Source extract =>
ISPP Newsletter 47 (12) December 2017  
News and announcements on any aspect of Plant Pathology are invited for the Newsletter. Contributions from the ISPP Executive,
Council and Subject Matter Committees, Associated Societies and Supporting Organisations are requested.
Editor: Daniel Hüberli (email)  
Subscribe to the ISPP Newsletter by joining the ISPP mail list  
      In this issue:      
    Seasonal greetings from Australia    
    Peter Williamson and I send our warm and sunny greetings for the holiday season to all ISPP members and their families and colleagues. As in previous years, the ISPP President, Greg Johnson, will be sending his special annual message and greetings to everyone in the January issue of the ISPP Newsletter. Best wishes for a happy and safe 2018!     
    Corymbia ficifolia – Collagraph with chine colle and watercolour (D. Hüberli, 2015)    
    Daniel Hüberli, ISPP Newsletter Editor    
    Submission deadline for ICPP2018 is approaching    
    Make your mark at the International Congress of Plant Pathology (ICPP) 2018: Plant Health in A Global Economy. The deadline for submission of short talks and poster presentations is 8 December 2017. Further information on submission instructions are here.    
    Lifetime Achievement Award for TS Thind    
    Dr TS Thind, Adjunct Professor and former Additional Director of Research, Punjab Agricultural University (PAU), has been honoured with the ‘Lifetime Achievement Award’ by the Himalayan Phytopathological Society for his contributions to the discipline of plant pathology. The award was given to Dr Thind during the national symposium on ‘Biorational approaches in plant disease management’ held at the Dr YS Parmar University of Horticulture and Forestry, Solan, on October 27-28.  

Dr Thind is a long-time member of the ISPP Subject Matter Committee for Chemical Control and his research contributions in epidemiology of plant diseases and their management is widely acclaimed at the national and international level. He is considered a pioneer in the work on fungicide resistance in India. He has also developed efficient technologies for controlling several plant diseases and decision support systems for their timely management. These technologies have been widely adopted by farmers and have helped in getting economical yields.

Questions to answer =>
(a) Do these statements agree with the ISPP newsletter extract? (i) Short talks and poster presentations for ICPP2018 must be submitted by 8 December 2017. (ii) Dr Thind's Lifetime Achievement Award came from Punjab Agricultural University. (iii) The ISPP President's annual message appears in the December issue. Answer yes or no for each, quoting the words of the extract that decide it.
(b) How would you carry on the ISPP newsletter extract, starting right after its final sentence?
Nothing in the records is needed here.

(Natural-language object grounding records)

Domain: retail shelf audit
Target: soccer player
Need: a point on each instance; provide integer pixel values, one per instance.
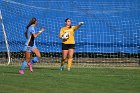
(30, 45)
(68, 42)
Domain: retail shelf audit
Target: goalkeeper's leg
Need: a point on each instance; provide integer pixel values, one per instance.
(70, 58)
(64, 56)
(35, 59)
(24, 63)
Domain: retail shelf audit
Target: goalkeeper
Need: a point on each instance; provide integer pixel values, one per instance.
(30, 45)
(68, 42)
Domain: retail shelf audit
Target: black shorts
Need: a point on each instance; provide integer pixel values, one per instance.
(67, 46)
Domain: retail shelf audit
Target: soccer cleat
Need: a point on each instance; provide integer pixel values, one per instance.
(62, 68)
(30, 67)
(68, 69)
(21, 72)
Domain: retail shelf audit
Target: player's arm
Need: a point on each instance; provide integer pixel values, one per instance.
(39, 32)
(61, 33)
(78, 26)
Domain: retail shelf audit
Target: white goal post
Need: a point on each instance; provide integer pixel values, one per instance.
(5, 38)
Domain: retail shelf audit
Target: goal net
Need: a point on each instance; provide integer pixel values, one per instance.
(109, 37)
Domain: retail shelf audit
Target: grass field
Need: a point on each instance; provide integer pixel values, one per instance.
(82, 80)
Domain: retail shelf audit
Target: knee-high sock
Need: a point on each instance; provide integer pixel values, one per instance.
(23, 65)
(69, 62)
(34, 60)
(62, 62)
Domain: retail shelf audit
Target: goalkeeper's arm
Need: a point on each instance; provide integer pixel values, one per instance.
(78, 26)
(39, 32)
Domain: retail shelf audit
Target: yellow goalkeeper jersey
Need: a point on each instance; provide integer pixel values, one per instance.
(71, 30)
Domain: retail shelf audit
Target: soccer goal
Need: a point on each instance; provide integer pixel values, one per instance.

==

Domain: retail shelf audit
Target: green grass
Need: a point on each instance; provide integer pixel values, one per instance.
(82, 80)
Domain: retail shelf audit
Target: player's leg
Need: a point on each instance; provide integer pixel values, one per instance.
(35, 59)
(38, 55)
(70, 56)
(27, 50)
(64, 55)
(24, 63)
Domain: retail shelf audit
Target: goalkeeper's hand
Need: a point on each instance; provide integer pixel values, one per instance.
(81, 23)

Per-task outputs =>
(a)
(i) Yes: "The deadline for submission of short talks and poster presentations is 8 December 2017."
(ii) No: "has been honoured with the ‘Lifetime Achievement Award’ by the Himalayan Phytopathological Society"
(iii) No: "will be sending his special annual message and greetings to everyone in the January issue of the ISPP Newsletter"

(b)
Dr Thind has executed a good number of research projects with national and international collaborations and participated in conferences on plant pathology in several countries. He has published more than 200 research papers and six books. His research achievements have been widely recognised through several awards and honours.  

(The Tribune, 3 November 2017)
    World Soil Day: 5 December    
    The Global Soil Partnership is dedicating World Soil Day (WSD) 2017 to the theme "Caring for the Planet starts from the Ground". Soil is a finite natural resource. On a human time-scale it is non-renewable. However, despite the essential role that soil plays in human livelihoods, there is a worldwide increase in degradation of soil resources due to inappropriate management practices, population pressure driving unsustainable intensification, and inadequate governance over this essential resource.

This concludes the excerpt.